◆ WHAT YOU WILL DO ◆
a – Decide whether each statement below agrees with the thesis introduction, and answer yes or no for each, quoting the words of the thesis introduction that settle it. (i) The project began with frustration at being unable to draw the human hand. (ii) The article about using VRML for sculpture appeared in the June issue of Sculpture Magazine. (iii) The original plan was to make a series of bronze sculptures of hands.
b – Quote the stretch of the thesis introduction from "Sculpture and Computers: Introduction" through "render the human hand.", word for word.

◆ PAGE EXTRACT ◆
>> BEGIN
Sculpture and Computers: Introduction

Senior Thesis Art Project by Mike Mittelman for Wesleyan University


Introduction:

This project started with my frustration at my inability to draw the human hand. After some investigation I discovered that my difficulty lay in the fact that there much emotion and subtlety described by the human hand. Even the slightest error in drawing hands will cause them to look glaringly wrong. At the same time I was learning computer modeling. When using computers it is very important to use as little information as possible in describing a shape. The combination of these two concepts led me to the idea of trying to use computer modeling techniques to render the human hand.
Originally, I had planned to create a series of steel sculptures of hands inspired by the computer modeling technique. I then came upon an article in the June issue of Sculpture Magazine by Robert Michael Smith about using VRML for sculpture. VRML allows users of the internet to download a copy of a model and look at it in real-time, on their own computer. This seemed to me to be the first time that sculptors could "publish" their works, like any two-dimensional artist. It occurred to me that the forms I was working on were already suited to this since they had been designed for a simple computer to easily handle.
>> END
◆ Raw records ◆
>> BEGIN
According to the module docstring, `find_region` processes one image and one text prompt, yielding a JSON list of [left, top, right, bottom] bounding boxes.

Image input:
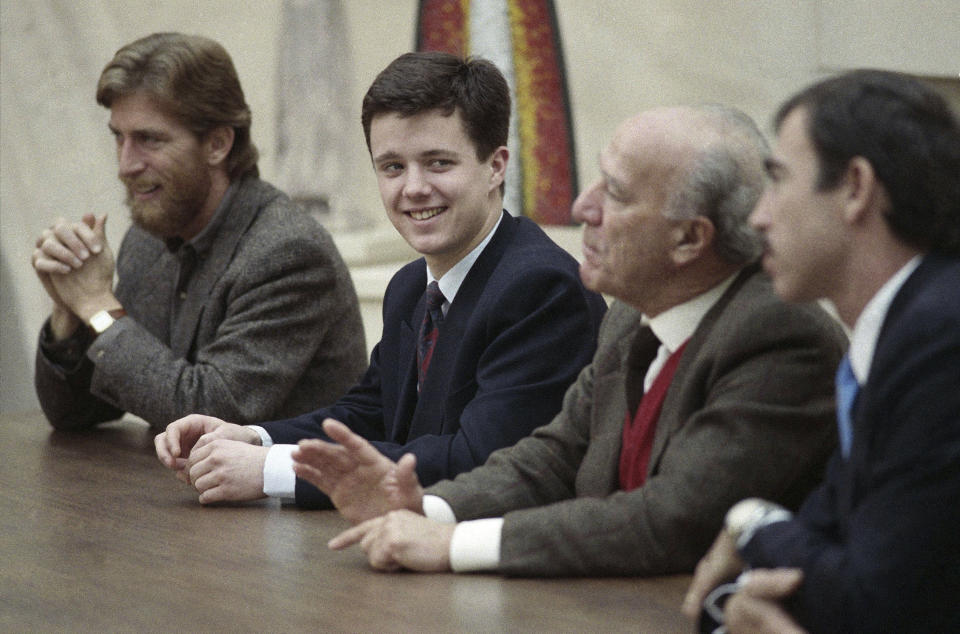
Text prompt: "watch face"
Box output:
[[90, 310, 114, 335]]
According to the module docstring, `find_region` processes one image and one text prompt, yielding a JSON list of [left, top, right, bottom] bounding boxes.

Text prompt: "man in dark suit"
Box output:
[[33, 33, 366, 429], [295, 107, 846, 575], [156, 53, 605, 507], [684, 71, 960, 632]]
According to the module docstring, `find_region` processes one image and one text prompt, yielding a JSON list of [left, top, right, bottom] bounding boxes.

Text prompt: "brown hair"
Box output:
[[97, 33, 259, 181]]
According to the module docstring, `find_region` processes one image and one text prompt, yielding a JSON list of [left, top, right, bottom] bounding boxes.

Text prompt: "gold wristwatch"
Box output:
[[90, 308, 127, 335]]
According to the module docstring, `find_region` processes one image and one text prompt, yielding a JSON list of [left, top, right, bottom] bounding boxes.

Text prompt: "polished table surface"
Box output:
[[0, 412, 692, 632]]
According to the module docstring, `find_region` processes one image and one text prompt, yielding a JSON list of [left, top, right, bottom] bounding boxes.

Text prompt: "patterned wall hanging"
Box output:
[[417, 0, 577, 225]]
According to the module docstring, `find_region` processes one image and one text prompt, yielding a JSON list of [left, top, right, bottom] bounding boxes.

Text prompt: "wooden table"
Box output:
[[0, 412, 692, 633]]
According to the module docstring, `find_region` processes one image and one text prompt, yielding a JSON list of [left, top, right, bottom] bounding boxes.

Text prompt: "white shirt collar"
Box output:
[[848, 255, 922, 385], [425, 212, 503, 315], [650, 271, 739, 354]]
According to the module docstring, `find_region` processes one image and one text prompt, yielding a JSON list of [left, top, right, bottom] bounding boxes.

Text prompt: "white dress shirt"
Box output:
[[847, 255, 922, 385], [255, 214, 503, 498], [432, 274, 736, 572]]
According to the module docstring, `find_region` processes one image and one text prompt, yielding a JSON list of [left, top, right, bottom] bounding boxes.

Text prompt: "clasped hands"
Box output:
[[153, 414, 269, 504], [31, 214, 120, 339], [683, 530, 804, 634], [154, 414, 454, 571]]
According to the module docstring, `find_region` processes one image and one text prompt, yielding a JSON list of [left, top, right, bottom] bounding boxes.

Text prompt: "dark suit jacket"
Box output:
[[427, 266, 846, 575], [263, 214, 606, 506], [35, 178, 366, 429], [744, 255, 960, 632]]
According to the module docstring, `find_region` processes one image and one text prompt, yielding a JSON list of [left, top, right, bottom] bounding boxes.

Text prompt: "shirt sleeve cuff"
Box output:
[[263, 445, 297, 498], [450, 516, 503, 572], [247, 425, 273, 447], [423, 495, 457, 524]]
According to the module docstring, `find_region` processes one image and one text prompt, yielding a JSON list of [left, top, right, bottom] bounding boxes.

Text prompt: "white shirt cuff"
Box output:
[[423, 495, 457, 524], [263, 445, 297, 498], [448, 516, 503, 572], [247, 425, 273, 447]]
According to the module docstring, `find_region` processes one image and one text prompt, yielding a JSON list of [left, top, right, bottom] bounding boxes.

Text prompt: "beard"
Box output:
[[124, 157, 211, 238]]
>> END
◆ TASK-BY-TASK SOLUTIONS ◆
a –
(i) Yes: "This project started with my frustration at my inability to draw the human hand."
(ii) Yes: "an article in the June issue of Sculpture Magazine by Robert Michael Smith about using VRML for sculpture"
(iii) No: "Originally, I had planned to create a series of steel sculptures of hands inspired by the computer modeling technique."

b –
Sculpture and Computers: Introduction

Senior Thesis Art Project by Mike Mittelman for Wesleyan University


Introduction:

This project started with my frustration at my inability to draw the human hand. After some investigation I discovered that my difficulty lay in the fact that there much emotion and subtlety described by the human hand. Even the slightest error in drawing hands will cause them to look glaringly wrong. At the same time I was learning computer modeling. When using computers it is very important to use as little information as possible in describing a shape. The combination of these two concepts led me to the idea of trying to use computer modeling techniques to render the human hand.